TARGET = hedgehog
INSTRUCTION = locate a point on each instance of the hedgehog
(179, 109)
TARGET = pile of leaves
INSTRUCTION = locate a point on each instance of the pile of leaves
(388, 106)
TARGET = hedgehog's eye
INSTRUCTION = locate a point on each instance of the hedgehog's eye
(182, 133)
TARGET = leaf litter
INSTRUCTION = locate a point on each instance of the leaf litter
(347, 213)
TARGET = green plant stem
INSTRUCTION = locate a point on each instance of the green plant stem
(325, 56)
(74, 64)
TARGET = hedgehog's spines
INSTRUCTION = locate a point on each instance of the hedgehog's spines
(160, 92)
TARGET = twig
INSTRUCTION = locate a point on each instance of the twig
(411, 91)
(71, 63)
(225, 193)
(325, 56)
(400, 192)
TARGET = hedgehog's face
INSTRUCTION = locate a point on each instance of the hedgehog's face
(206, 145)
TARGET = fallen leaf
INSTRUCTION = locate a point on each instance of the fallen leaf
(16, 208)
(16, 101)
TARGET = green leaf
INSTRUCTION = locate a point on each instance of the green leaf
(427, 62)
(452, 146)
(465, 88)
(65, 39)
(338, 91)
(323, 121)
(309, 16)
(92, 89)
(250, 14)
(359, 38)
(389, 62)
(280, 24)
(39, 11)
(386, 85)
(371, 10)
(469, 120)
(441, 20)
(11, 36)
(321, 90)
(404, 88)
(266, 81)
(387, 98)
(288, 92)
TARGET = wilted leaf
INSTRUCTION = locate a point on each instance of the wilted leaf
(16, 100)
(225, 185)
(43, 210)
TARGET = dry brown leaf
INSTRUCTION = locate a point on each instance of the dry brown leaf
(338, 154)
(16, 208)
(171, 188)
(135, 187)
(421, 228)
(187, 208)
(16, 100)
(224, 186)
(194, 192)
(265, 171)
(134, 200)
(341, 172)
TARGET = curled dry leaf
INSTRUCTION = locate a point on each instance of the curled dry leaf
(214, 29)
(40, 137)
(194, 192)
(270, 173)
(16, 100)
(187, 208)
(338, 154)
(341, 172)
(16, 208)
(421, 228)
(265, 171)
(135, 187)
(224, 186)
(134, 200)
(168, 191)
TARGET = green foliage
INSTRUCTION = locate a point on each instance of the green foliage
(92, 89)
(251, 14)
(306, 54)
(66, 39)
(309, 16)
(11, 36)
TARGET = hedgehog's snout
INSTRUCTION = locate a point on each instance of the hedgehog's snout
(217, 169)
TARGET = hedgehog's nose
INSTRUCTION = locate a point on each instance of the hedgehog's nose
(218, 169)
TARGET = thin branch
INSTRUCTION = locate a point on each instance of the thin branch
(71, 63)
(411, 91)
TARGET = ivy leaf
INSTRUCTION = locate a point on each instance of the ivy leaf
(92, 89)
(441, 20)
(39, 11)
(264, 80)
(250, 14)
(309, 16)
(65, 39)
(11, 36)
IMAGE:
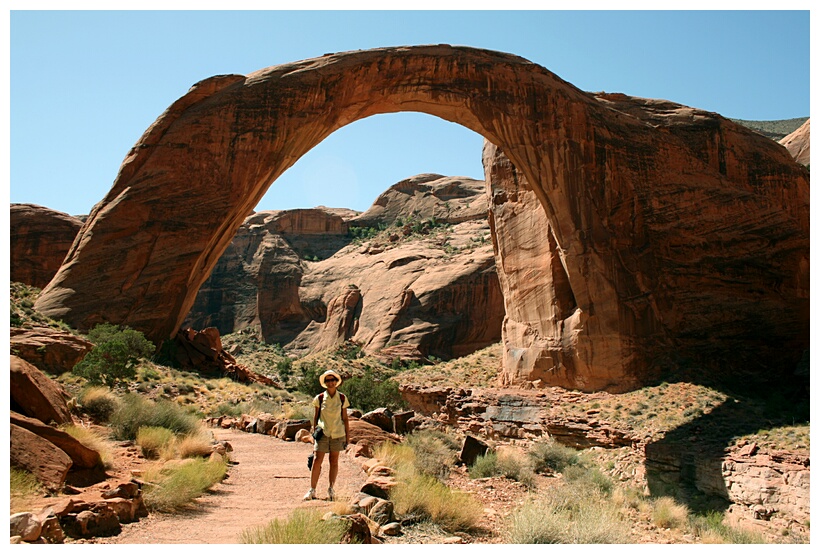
———
What to work on:
Down to the final line, restate the material above word for word, but omit its pictures.

Solution below:
TARGET = hedgehog
INSTRUCTION = locate a point on each instance of the hedgehog
(179, 109)
TARGET = pile of leaves
INSTRUCTION = locate a point on each instance of the pile of leaves
(388, 106)
TARGET = hedgehog's eye
INSTRUCTION = locate a point on each instance of the hedgehog's eye
(182, 133)
TARGET = leaf litter
INSTRUCTION = locate a point on each instance of the leaf litter
(347, 213)
TARGET = green plant stem
INSTRUCTION = locate a point on each instance of the green plant stem
(325, 56)
(74, 64)
TARGET = hedgehog's spines
INSTRUCTION = locate a point on each instance of the hedgehog's spines
(160, 92)
TARGET = twig
INSTRUCTION = locate a point on each instance of the twig
(411, 91)
(71, 63)
(225, 193)
(325, 56)
(400, 192)
TARGET = hedgehog's face
INSTRUCTION = locate a point on each instance of the hedgehog's face
(206, 145)
TARGET = fallen leaf
INSTRUCTION = locate a point on each instance of the fallen leaf
(16, 208)
(16, 101)
TARGET = green leaf
INSTRUCTION = locate a point on each instance of the green leaf
(427, 62)
(452, 146)
(465, 88)
(65, 39)
(338, 91)
(323, 121)
(309, 16)
(92, 89)
(250, 14)
(359, 38)
(389, 62)
(280, 24)
(39, 11)
(386, 85)
(371, 10)
(469, 120)
(441, 20)
(11, 36)
(321, 90)
(404, 88)
(266, 81)
(387, 98)
(288, 92)
TARGET = wilted leaf
INSTRUCTION = locate a point on each instance of the wilted leaf
(16, 100)
(225, 185)
(43, 210)
TARGET = dry brown leaf
INSTRUCTION = locate a point on each instance of the dry brown leaf
(338, 154)
(16, 208)
(171, 188)
(135, 187)
(421, 228)
(187, 208)
(16, 100)
(224, 186)
(194, 192)
(265, 171)
(134, 200)
(341, 172)
TARGET = curled dry leaf
INSTRUCTION = locate a point on each instance of the curled dry leaf
(214, 29)
(40, 137)
(194, 192)
(270, 173)
(16, 100)
(187, 208)
(338, 154)
(341, 172)
(16, 208)
(421, 228)
(265, 171)
(135, 187)
(224, 186)
(134, 200)
(168, 191)
TARGET = green foliage
INSTRUCTION = locate a point on each instance of the green foliage
(92, 89)
(251, 14)
(306, 54)
(66, 39)
(309, 16)
(11, 36)
TARGET = hedgehog's snout
INSTRUCTION = locate a point on each instance of the hedgehog's snout
(217, 169)
TARGET = hedgehog's nose
INSTRUCTION = locate a point on each instance of the hedgehog's nose
(218, 169)
TARGET = thin branch
INSTRUCTION = locate a point on each instance of the thin branch
(71, 63)
(411, 91)
TARGET = ivy leaf
INSTRUCTION = locate a point on each instance of the ivy leaf
(92, 89)
(441, 20)
(39, 11)
(264, 80)
(250, 14)
(309, 16)
(65, 39)
(11, 36)
IMAGE:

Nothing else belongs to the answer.